[Records for pointing to named objects]
........
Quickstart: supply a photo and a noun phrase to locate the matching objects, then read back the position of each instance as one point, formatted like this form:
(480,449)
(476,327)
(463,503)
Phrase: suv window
........
### What you will do:
Reproduce the data above line for line, changing nothing.

### Final result:
Quickstart: supply a photo and a noun phrase to locate the matching objects, then read back the position of each instance as one point, formatted like this form:
(480,449)
(476,327)
(463,503)
Phrase: suv window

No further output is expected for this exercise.